#### Task details
The answer is the full set of records below, transcribed exactly.

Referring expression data
┌──

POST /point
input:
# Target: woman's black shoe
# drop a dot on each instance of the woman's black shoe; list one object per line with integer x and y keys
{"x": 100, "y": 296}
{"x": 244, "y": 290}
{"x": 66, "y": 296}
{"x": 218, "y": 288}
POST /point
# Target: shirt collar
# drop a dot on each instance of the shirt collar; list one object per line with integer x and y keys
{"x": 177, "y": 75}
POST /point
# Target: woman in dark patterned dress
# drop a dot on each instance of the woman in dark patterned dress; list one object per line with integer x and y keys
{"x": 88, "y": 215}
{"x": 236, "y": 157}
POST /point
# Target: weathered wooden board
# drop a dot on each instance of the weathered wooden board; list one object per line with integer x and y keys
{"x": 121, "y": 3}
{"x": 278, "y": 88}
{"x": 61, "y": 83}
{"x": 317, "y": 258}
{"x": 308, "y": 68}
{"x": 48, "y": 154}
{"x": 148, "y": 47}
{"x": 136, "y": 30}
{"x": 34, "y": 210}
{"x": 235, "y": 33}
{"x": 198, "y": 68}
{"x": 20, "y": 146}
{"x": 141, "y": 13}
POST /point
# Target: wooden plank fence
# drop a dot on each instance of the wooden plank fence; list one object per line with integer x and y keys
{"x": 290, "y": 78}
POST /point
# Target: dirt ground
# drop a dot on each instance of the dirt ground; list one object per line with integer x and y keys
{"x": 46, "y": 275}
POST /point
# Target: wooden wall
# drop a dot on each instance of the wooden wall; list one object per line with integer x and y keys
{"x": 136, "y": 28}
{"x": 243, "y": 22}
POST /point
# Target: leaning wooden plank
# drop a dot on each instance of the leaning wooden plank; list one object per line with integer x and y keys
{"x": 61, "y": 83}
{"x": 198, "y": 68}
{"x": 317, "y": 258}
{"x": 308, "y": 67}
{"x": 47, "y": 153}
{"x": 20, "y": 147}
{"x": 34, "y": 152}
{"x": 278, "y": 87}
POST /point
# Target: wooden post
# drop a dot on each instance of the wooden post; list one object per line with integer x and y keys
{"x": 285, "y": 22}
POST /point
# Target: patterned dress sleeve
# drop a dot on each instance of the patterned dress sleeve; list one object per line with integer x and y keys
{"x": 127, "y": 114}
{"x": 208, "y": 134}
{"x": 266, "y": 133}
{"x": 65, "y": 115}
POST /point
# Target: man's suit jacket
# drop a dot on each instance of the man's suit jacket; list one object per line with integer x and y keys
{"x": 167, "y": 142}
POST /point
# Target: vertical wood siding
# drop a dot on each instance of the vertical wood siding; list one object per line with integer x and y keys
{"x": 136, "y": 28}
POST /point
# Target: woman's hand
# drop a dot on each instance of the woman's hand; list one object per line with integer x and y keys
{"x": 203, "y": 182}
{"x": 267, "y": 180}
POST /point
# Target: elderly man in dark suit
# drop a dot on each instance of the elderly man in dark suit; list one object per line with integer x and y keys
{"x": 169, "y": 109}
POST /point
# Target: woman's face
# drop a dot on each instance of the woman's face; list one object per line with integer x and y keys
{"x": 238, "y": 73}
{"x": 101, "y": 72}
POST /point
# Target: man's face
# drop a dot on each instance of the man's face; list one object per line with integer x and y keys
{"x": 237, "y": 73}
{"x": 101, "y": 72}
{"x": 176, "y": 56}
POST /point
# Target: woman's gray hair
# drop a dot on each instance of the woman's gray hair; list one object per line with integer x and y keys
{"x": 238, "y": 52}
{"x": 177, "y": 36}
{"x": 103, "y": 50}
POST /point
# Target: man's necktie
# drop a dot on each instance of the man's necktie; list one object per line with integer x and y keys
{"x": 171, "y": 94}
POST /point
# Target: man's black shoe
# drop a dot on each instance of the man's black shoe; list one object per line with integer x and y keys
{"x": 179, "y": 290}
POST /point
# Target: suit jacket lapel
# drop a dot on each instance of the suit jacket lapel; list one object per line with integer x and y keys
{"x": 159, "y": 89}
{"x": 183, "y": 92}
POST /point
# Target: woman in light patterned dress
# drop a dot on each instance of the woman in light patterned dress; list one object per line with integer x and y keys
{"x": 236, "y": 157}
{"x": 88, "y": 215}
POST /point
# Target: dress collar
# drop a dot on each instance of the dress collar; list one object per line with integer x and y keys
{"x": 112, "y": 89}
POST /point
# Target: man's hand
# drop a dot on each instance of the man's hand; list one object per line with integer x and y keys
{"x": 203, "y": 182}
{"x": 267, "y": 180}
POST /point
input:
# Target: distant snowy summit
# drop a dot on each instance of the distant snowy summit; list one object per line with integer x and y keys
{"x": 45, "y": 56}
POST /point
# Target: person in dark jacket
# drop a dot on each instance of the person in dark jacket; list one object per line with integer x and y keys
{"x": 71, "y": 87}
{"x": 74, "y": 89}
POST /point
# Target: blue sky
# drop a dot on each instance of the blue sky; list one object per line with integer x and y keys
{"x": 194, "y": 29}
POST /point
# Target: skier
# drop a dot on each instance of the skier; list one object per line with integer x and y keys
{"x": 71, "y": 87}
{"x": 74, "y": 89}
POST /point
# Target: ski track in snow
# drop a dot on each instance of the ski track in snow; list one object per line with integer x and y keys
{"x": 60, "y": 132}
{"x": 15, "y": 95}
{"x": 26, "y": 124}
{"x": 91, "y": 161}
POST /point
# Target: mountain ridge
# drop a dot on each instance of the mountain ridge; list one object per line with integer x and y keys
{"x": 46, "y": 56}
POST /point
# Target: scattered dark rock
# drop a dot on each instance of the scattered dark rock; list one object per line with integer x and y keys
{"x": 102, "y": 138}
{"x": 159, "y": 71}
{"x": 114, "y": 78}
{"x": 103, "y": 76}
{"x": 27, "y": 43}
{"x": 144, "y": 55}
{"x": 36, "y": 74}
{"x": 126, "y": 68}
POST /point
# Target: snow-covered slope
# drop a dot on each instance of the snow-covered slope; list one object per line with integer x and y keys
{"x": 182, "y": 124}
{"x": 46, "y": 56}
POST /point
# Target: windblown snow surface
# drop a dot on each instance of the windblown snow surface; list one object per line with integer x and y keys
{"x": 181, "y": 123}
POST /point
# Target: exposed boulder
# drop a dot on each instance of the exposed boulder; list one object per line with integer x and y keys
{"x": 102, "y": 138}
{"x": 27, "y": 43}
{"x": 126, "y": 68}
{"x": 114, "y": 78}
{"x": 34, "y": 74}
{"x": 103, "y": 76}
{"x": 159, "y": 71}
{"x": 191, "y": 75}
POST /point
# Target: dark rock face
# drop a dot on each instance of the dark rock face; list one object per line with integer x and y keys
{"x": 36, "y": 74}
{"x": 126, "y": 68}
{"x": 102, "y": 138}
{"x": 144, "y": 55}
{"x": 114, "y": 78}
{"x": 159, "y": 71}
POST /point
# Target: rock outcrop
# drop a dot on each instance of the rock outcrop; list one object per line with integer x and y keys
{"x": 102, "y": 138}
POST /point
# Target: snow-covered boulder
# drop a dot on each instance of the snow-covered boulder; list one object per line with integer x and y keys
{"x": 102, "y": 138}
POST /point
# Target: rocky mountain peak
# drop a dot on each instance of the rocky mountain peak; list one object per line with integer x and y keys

└──

#### Answer section
POST /point
input:
# Target: woman's black shoe
# drop a dot on each instance of the woman's black shoe; list one object per line with integer x and y keys
{"x": 100, "y": 296}
{"x": 244, "y": 290}
{"x": 66, "y": 296}
{"x": 218, "y": 288}
POST /point
# Target: shirt collar
# drop a dot on each instance of the shirt collar; list one object per line with integer x and y keys
{"x": 177, "y": 75}
POST /point
# Target: woman in dark patterned dress
# drop a dot on each instance of the woman in dark patterned dress; list one object per line with integer x and y keys
{"x": 88, "y": 215}
{"x": 236, "y": 157}
POST /point
# Target: weathered wooden board
# drop a dot on each instance of the weathered wooden board; list one object per line with integer x and y keys
{"x": 121, "y": 3}
{"x": 278, "y": 88}
{"x": 61, "y": 83}
{"x": 317, "y": 258}
{"x": 308, "y": 68}
{"x": 48, "y": 154}
{"x": 148, "y": 47}
{"x": 136, "y": 30}
{"x": 34, "y": 210}
{"x": 235, "y": 33}
{"x": 198, "y": 68}
{"x": 20, "y": 146}
{"x": 141, "y": 13}
POST /point
# Target: wooden plank fence
# drop a dot on each instance of the wooden plank fence; list one object per line with integer x and y keys
{"x": 290, "y": 78}
POST /point
# Target: dirt ground
# drop a dot on each instance of the dirt ground; list one object per line with integer x and y keys
{"x": 46, "y": 275}
POST /point
# Target: wooden wall
# drop a dot on each instance of the wooden wall; list one object per line with integer x and y keys
{"x": 136, "y": 28}
{"x": 243, "y": 22}
POST /point
# Target: leaning wooden plank
# drop a dot on each instance of the leaning wooden plank; list one object per line with integer x and y keys
{"x": 61, "y": 83}
{"x": 198, "y": 68}
{"x": 317, "y": 258}
{"x": 308, "y": 67}
{"x": 47, "y": 153}
{"x": 20, "y": 147}
{"x": 34, "y": 152}
{"x": 278, "y": 87}
POST /point
# Target: wooden post
# drop a dot on each instance of the wooden post; list one object per line with integer x and y keys
{"x": 285, "y": 22}
POST /point
# Target: patterned dress sleeve
# drop a dot on each instance of the patterned dress sleeve; list one object per line with integer x and y keys
{"x": 127, "y": 114}
{"x": 208, "y": 134}
{"x": 266, "y": 133}
{"x": 65, "y": 115}
POST /point
# Target: man's suit jacket
# drop a dot on each instance of the man's suit jacket; list one object per line with integer x and y keys
{"x": 167, "y": 142}
POST /point
# Target: vertical wood siding
# drop a dot on each instance of the vertical wood siding; list one object per line with integer x and y keys
{"x": 136, "y": 28}
POST /point
# Target: woman's hand
# drop a dot on each instance of the woman's hand; list one object per line with integer x and y keys
{"x": 203, "y": 182}
{"x": 267, "y": 180}
POST /point
# Target: elderly man in dark suit
# drop a dot on each instance of the elderly man in dark suit; list one object per line with integer x and y keys
{"x": 169, "y": 109}
POST /point
# Target: woman's face
# drop a dot on each instance of the woman's face; list one object per line with integer x and y keys
{"x": 238, "y": 73}
{"x": 101, "y": 72}
POST /point
# Target: man's face
# drop a dot on each instance of the man's face; list one object per line with integer x and y keys
{"x": 237, "y": 73}
{"x": 101, "y": 72}
{"x": 176, "y": 56}
POST /point
# Target: woman's gray hair
# drop a dot on each instance of the woman's gray hair; list one object per line with integer x and y keys
{"x": 238, "y": 52}
{"x": 177, "y": 36}
{"x": 103, "y": 50}
POST /point
# Target: man's necktie
# drop a dot on each instance of the man's necktie; list one object per line with integer x and y keys
{"x": 171, "y": 94}
POST /point
# Target: man's black shoe
# drop a dot on each instance of the man's black shoe; list one object per line with integer x and y keys
{"x": 179, "y": 290}
POST /point
# Target: suit jacket lapel
# drop a dot on each instance of the suit jacket lapel; list one object per line with integer x and y keys
{"x": 159, "y": 89}
{"x": 183, "y": 92}
POST /point
# Target: woman in light patterned dress
# drop a dot on each instance of the woman in light patterned dress; list one object per line with integer x and y keys
{"x": 236, "y": 157}
{"x": 88, "y": 215}
POST /point
# Target: dress collar
# drop a dot on each instance of the dress collar; list one object per line with integer x and y keys
{"x": 112, "y": 89}
POST /point
# Target: man's hand
# drop a dot on each instance of the man's hand; list one object per line with integer x and y keys
{"x": 203, "y": 182}
{"x": 267, "y": 180}
POST /point
input:
# Target: distant snowy summit
# drop a dot on each instance of the distant snowy summit; list one object per line with integer x and y keys
{"x": 45, "y": 56}
POST /point
# Target: person in dark jacket
# drop a dot on each instance of the person in dark jacket; list one object per line with integer x and y keys
{"x": 71, "y": 87}
{"x": 74, "y": 89}
POST /point
# Target: blue sky
# drop a dot on each instance of the blue sky; list one object per line with integer x and y keys
{"x": 194, "y": 29}
POST /point
# Target: skier
# drop a dot on each instance of the skier; list one object per line with integer x and y keys
{"x": 71, "y": 87}
{"x": 74, "y": 89}
POST /point
# Target: ski track in snow
# drop a dot on each instance of the ski track in snow; list one object per line with integer x and y keys
{"x": 60, "y": 132}
{"x": 15, "y": 95}
{"x": 26, "y": 124}
{"x": 91, "y": 161}
POST /point
# Target: mountain ridge
# drop a dot on each instance of the mountain ridge; list one object per line with integer x and y keys
{"x": 46, "y": 56}
POST /point
# Target: scattered dark rock
# drop a dot on each instance of the scattered dark rock; list one object per line with integer x and y keys
{"x": 102, "y": 138}
{"x": 159, "y": 71}
{"x": 114, "y": 78}
{"x": 103, "y": 76}
{"x": 27, "y": 43}
{"x": 144, "y": 55}
{"x": 36, "y": 74}
{"x": 126, "y": 68}
POST /point
# Target: snow-covered slope
# drop a dot on each instance of the snow-covered slope; list one object per line with integer x and y keys
{"x": 182, "y": 124}
{"x": 46, "y": 56}
POST /point
# Target: windblown snow surface
# drop a dot on each instance of the windblown snow surface; list one object per line with integer x and y keys
{"x": 181, "y": 123}
POST /point
# Target: exposed boulder
# drop a dot on each instance of the exposed boulder; list one object per line with integer x and y keys
{"x": 102, "y": 138}
{"x": 27, "y": 43}
{"x": 126, "y": 68}
{"x": 114, "y": 78}
{"x": 34, "y": 74}
{"x": 103, "y": 76}
{"x": 159, "y": 71}
{"x": 191, "y": 75}
POST /point
# Target: dark rock face
# drop a dot on each instance of the dark rock face; list one object per line with integer x and y keys
{"x": 36, "y": 74}
{"x": 126, "y": 68}
{"x": 102, "y": 138}
{"x": 144, "y": 55}
{"x": 114, "y": 78}
{"x": 159, "y": 71}
POST /point
# Target: rock outcrop
# drop a dot on each instance of the rock outcrop; list one object per line with integer x and y keys
{"x": 102, "y": 138}
POST /point
# Target: snow-covered boulder
# drop a dot on each instance of the snow-covered boulder; list one object per line with integer x and y keys
{"x": 102, "y": 138}
POST /point
# Target: rocky mountain peak
# drop a dot on each instance of the rocky mountain peak; list one object per line with integer x and y keys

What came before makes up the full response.